EXTRACTED TEXT ::
-*-*-
LOLOVA AND POPOVA v. BULGARIA
Doc ref: 68053/10 • ECHR ID: 001-122315
Document date: June 11, 2013
- Inbound citations: 0
- •
- Cited paragraphs: 0
- •
- Outbound citations: 1
FOURTH SECTION
Application no. 68053/10 Ekaterina Atanasova LOLOVA and Kalina Iliyanova POPOVA against Bulgaria lodged on 23 October 2010
STATEMENT OF FACTS
The applicants, Ms Ek aterina Atanasova Lolova and Ms Kal ina Iliyanova Popova, are Bulgarian nationals, who were born in 1978 and 1998 respectively and live in Toronto. They are represented before the Court by Ms S. Razboynikova , a lawyer practising in Sofia.
A. The circumstances of the case
The facts of the case, as submitted by the applicants, may be summarised as follows.
1. Background
The first applicant gave birth to the second applicant in 1998 and shortly thereafter ended her relationship with the child ’ s father, I.P., to whom she was never married.
-*-*-
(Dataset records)
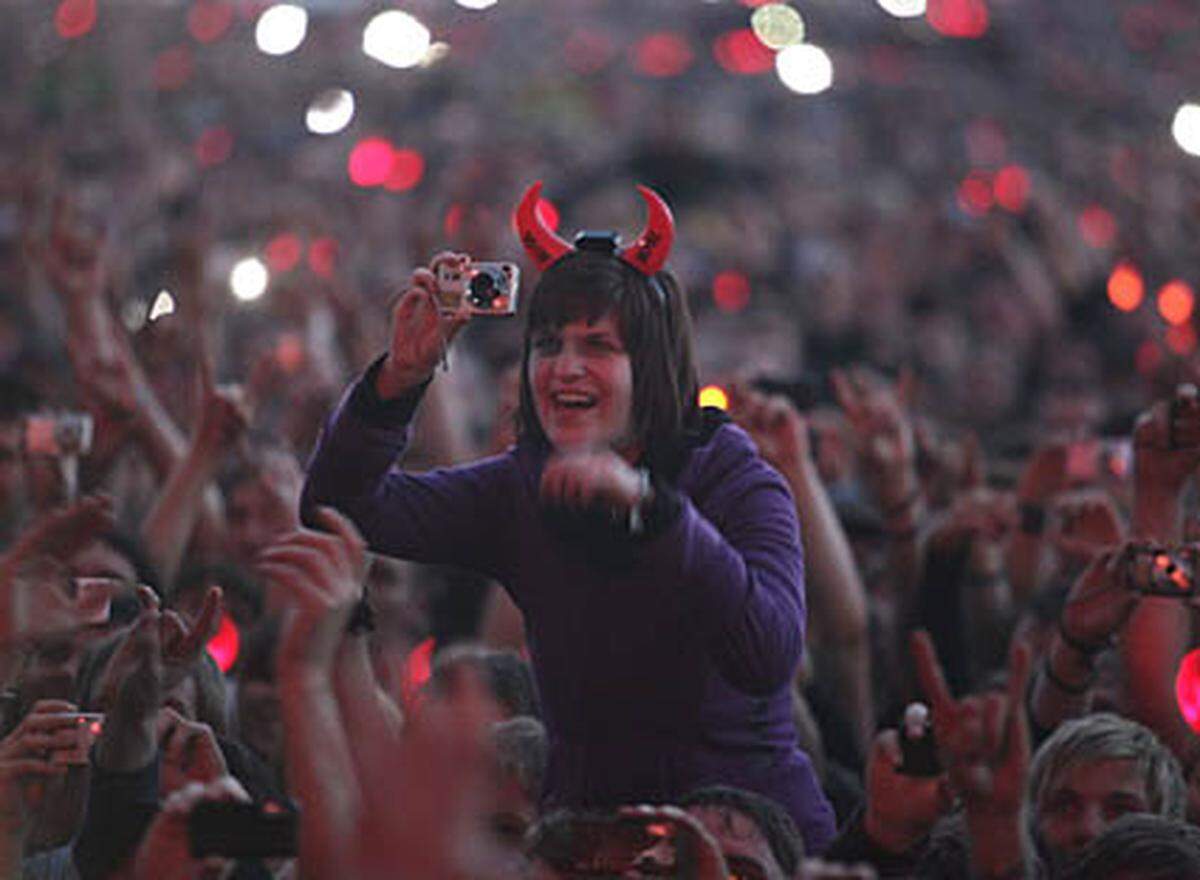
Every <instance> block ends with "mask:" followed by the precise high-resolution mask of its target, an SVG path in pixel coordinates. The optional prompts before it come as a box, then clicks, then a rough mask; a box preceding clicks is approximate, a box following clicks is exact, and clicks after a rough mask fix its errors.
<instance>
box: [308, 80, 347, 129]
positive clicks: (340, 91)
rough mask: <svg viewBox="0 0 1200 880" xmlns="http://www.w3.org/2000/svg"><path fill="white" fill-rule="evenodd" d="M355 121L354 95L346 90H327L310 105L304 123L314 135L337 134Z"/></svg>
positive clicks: (313, 98)
mask: <svg viewBox="0 0 1200 880" xmlns="http://www.w3.org/2000/svg"><path fill="white" fill-rule="evenodd" d="M353 119H354V95H353V94H352V92H349V91H347V90H346V89H325V90H324V91H323V92H320V94H319V95H317V97H314V98H313V100H312V103H311V104H308V109H307V112H306V113H305V118H304V122H305V127H307V128H308V131H311V132H312V133H313V134H336V133H337V132H340V131H342V128H344V127H346V126H348V125H349V124H350V120H353Z"/></svg>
-*-*-
WHAT YOU SHOULD DO ::
Based on the case statement above, do the following agree with it? (a) The applicants live in Sofia. (b) The first applicant was never married to I.P. (c) The application was lodged on 23 October 2010.

WRITTEN SOLUTION ::
(a) No: "live in Toronto"
(b) Yes: "to whom she was never married"
(c) Yes: "lodged on 23 October 2010"